**Records from a collection**
+++
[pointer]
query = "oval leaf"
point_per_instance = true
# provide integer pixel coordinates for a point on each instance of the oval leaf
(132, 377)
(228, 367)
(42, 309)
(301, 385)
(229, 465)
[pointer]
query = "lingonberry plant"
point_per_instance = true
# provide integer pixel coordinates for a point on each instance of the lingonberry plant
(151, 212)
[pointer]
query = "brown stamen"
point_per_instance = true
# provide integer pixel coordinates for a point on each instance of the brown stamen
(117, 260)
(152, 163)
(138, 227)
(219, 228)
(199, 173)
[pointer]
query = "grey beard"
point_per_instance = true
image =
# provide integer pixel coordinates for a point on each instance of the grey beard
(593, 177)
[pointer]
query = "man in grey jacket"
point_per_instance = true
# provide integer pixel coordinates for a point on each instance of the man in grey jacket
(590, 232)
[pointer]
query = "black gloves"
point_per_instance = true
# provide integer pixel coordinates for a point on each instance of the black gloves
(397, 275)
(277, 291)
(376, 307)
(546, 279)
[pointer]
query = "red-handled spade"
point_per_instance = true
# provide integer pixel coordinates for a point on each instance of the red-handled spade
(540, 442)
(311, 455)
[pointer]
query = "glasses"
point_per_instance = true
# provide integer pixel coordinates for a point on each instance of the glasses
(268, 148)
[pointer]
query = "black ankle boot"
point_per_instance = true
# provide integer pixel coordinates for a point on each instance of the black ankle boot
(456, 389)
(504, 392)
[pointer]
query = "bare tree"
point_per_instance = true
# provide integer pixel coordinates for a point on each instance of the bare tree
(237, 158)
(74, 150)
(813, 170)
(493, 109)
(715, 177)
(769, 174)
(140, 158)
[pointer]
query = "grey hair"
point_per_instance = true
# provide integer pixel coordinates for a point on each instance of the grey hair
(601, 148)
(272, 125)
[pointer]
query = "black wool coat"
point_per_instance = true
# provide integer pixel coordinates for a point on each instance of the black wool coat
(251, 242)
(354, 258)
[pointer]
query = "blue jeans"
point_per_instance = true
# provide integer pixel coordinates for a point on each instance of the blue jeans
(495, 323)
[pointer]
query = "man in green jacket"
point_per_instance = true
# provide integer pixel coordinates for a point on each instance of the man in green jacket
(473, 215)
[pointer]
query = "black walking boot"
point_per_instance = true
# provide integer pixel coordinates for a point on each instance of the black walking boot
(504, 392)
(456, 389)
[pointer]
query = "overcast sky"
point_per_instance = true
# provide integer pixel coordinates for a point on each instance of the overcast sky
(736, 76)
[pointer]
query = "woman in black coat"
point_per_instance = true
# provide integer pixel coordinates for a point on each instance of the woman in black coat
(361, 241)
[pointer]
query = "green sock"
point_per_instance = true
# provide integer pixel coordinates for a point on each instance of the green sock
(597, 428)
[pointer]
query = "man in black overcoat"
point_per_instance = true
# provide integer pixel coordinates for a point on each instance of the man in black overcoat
+++
Copy out each line of the records above that contains the word "walking". Case counts.

query = "black walking boot"
# provide integer pixel coordinates for a point on each instance of the black walking boot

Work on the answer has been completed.